» **What this task involves**
In the records below, count every line that contains the word "boulder" and report only the total.

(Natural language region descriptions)
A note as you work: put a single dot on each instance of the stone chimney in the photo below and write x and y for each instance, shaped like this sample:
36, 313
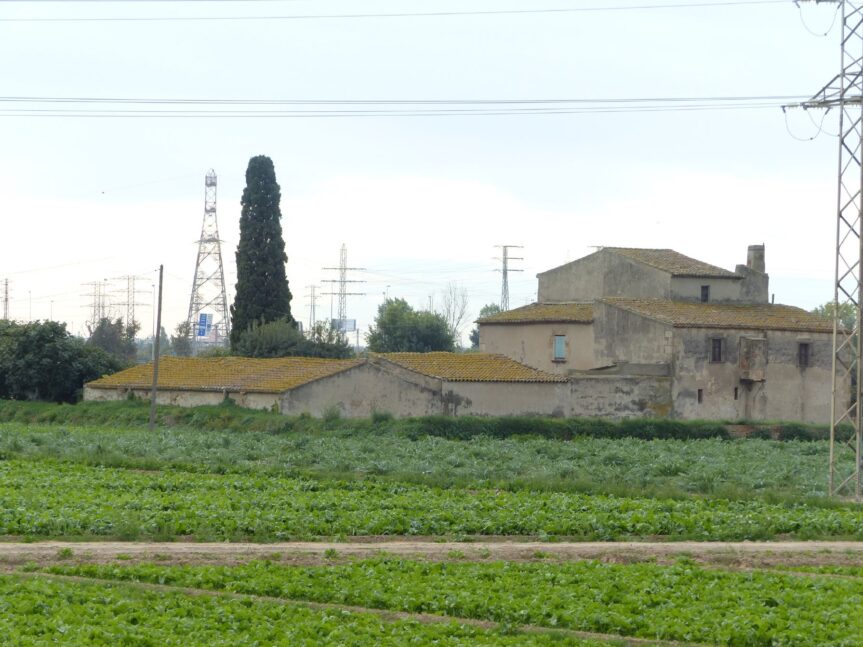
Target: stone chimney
755, 258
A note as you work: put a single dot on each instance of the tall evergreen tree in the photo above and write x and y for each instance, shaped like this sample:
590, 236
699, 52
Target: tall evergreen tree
262, 294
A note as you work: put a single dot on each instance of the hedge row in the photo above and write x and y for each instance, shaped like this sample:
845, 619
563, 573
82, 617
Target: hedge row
229, 416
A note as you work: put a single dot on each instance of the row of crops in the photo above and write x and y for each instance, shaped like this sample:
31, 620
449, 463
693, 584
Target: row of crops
681, 602
48, 499
40, 612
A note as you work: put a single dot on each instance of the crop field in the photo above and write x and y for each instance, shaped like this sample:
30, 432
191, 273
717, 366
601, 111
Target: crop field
486, 496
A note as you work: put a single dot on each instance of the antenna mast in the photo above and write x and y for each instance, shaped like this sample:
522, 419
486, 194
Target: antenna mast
208, 320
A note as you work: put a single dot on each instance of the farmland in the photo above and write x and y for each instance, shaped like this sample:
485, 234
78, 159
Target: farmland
484, 495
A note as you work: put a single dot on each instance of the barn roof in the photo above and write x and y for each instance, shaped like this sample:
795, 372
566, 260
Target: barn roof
469, 367
752, 316
543, 313
227, 374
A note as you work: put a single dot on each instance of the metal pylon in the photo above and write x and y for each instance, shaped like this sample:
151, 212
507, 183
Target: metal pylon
845, 94
208, 286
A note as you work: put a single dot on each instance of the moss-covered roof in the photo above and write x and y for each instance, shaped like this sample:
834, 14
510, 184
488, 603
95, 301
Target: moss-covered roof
543, 313
469, 367
747, 316
673, 262
227, 374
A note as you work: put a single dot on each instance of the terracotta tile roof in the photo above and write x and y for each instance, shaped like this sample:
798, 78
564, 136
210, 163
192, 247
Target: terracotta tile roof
673, 262
227, 373
755, 316
544, 312
469, 367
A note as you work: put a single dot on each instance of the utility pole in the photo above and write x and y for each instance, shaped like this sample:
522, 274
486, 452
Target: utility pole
156, 341
505, 258
844, 93
342, 292
313, 303
208, 285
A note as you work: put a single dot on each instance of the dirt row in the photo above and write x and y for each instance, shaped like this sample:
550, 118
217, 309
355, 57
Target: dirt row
725, 554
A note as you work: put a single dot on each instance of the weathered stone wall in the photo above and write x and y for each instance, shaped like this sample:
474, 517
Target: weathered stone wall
362, 390
619, 396
533, 344
625, 337
686, 288
787, 391
602, 274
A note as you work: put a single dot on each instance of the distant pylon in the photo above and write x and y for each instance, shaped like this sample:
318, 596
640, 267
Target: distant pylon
342, 282
208, 287
505, 270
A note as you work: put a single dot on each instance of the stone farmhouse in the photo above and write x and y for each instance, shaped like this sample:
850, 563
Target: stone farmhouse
708, 339
619, 333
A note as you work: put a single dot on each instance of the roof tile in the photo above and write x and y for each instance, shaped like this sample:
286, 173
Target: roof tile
753, 316
673, 262
227, 373
544, 313
469, 367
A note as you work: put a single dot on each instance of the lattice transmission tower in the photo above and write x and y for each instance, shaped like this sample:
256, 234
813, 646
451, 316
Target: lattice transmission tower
504, 271
209, 321
844, 93
342, 323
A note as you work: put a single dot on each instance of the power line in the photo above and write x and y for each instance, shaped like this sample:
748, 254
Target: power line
424, 14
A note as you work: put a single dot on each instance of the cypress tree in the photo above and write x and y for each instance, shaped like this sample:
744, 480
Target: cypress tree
262, 294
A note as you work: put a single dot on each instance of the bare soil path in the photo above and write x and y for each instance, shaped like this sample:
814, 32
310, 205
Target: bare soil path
725, 554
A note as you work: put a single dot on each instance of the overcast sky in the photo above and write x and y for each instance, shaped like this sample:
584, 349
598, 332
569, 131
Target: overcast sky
420, 201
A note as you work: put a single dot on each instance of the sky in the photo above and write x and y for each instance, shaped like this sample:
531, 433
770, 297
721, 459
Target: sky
419, 193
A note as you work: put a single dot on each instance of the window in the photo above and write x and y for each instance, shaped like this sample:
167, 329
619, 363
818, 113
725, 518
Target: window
803, 354
559, 348
716, 350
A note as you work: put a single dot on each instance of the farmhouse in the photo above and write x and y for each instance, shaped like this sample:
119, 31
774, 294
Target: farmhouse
708, 337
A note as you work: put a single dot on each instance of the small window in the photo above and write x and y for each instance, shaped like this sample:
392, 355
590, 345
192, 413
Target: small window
717, 350
560, 348
804, 354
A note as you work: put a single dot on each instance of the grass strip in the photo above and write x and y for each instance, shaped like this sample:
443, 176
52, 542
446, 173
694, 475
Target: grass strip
42, 499
681, 602
736, 469
42, 611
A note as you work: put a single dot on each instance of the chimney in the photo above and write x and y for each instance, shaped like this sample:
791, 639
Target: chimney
755, 258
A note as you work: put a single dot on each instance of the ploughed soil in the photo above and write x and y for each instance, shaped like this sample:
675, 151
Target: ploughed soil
742, 555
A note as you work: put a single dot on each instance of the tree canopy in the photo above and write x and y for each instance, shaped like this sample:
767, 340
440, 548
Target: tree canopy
398, 328
262, 293
115, 338
42, 361
487, 310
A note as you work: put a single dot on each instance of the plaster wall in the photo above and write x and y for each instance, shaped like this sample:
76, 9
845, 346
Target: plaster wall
360, 391
533, 344
619, 396
686, 288
625, 337
787, 392
506, 398
602, 274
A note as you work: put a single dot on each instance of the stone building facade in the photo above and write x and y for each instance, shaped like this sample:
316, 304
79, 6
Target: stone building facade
655, 314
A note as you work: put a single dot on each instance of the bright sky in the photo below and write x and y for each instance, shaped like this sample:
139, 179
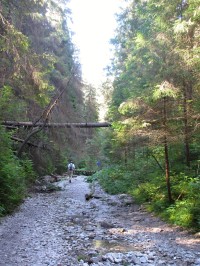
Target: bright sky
94, 23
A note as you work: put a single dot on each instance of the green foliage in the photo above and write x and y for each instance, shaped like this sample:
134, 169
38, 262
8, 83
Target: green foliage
114, 180
15, 175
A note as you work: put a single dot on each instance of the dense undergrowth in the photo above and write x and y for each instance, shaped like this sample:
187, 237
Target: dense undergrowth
150, 190
15, 176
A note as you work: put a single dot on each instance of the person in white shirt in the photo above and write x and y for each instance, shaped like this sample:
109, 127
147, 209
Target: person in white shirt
71, 168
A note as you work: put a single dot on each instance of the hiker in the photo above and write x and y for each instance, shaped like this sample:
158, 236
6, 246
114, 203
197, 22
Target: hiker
71, 168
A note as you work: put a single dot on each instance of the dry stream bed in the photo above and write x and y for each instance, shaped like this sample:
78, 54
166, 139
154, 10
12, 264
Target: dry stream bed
63, 229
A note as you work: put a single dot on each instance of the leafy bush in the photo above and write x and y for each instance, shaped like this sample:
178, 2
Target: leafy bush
14, 175
114, 180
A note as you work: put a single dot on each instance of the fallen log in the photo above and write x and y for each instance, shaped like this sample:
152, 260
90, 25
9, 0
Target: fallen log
54, 125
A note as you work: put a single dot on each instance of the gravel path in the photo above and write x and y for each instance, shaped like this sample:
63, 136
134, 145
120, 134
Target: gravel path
63, 229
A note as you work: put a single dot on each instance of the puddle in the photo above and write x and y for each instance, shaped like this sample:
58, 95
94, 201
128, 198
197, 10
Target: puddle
114, 247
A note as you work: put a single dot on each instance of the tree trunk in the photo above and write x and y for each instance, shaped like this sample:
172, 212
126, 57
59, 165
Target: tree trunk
167, 171
53, 125
186, 130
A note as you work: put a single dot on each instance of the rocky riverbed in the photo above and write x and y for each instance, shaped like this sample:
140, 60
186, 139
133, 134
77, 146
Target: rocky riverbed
63, 229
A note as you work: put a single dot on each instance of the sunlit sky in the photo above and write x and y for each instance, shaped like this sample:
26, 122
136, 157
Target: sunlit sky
94, 22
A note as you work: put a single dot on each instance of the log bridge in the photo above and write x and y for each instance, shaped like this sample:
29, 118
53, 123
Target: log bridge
14, 124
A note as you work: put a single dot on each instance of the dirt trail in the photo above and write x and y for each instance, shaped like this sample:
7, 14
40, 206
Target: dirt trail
62, 229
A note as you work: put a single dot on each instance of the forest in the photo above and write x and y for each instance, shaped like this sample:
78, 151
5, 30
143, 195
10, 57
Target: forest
152, 149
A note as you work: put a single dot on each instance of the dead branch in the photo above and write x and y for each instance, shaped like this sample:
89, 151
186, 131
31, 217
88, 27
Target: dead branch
54, 125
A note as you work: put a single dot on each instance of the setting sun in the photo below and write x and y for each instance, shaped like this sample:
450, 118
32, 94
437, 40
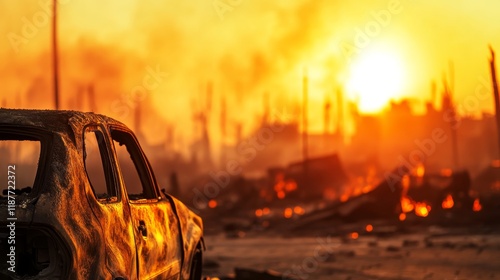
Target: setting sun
375, 78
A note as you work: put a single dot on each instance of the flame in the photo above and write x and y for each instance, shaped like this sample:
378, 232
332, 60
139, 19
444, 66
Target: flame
420, 170
282, 186
446, 172
476, 207
354, 235
299, 210
259, 213
422, 209
448, 202
402, 216
407, 204
212, 203
369, 228
281, 194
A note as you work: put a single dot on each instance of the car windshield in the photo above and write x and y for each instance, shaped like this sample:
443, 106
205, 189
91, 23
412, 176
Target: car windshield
19, 159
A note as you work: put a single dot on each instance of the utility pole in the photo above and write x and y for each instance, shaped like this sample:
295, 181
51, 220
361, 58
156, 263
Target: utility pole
497, 97
304, 124
55, 63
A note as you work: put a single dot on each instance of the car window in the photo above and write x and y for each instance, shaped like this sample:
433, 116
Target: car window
97, 165
19, 159
135, 172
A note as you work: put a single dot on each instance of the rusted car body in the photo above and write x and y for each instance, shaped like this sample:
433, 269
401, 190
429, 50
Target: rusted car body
93, 209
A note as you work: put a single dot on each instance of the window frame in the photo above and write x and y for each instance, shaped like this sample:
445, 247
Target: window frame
145, 172
109, 171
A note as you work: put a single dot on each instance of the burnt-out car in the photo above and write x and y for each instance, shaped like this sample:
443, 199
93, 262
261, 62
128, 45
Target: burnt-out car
80, 201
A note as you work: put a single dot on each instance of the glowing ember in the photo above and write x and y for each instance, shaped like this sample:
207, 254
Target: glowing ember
422, 209
258, 212
290, 186
298, 210
288, 213
369, 228
282, 186
402, 216
448, 202
420, 171
212, 204
281, 194
344, 197
446, 172
476, 207
354, 235
406, 204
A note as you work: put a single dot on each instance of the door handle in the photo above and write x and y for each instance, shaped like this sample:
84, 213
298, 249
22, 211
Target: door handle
142, 228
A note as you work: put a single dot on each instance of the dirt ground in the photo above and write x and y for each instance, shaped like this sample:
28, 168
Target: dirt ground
424, 253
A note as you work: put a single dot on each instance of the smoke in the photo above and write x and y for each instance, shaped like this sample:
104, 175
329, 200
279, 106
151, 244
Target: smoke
109, 48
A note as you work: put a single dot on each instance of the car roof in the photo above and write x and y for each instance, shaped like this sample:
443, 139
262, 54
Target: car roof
53, 120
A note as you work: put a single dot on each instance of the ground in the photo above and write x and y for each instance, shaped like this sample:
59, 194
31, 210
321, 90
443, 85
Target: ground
417, 253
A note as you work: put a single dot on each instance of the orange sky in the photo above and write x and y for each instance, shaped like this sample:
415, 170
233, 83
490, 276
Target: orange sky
250, 48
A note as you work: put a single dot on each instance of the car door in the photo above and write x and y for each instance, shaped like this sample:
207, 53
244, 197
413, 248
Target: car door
156, 230
108, 205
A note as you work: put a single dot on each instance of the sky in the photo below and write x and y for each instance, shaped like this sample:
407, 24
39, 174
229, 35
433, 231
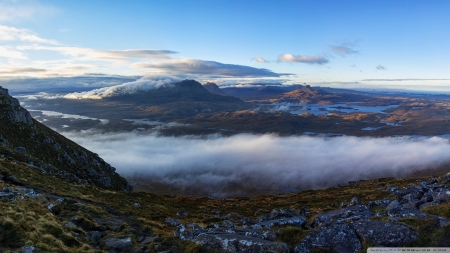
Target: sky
354, 44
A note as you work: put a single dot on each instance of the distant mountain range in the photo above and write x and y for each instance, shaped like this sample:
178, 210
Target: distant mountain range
26, 140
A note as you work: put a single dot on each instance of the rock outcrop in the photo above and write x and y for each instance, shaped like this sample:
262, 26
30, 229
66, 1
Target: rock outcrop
341, 230
11, 109
25, 140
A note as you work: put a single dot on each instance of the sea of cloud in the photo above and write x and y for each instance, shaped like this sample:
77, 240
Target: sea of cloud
142, 84
215, 163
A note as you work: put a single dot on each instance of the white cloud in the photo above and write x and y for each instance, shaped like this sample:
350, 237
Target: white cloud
206, 68
303, 59
80, 53
8, 33
380, 67
11, 53
260, 59
19, 70
343, 50
142, 84
17, 11
214, 164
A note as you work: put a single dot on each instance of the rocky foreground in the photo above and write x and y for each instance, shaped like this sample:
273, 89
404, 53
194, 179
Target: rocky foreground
380, 223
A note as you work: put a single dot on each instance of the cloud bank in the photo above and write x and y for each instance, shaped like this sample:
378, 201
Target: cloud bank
222, 166
343, 50
207, 68
142, 84
303, 59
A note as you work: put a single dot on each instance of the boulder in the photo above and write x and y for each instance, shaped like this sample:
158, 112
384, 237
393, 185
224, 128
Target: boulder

» **Answer to the problem**
2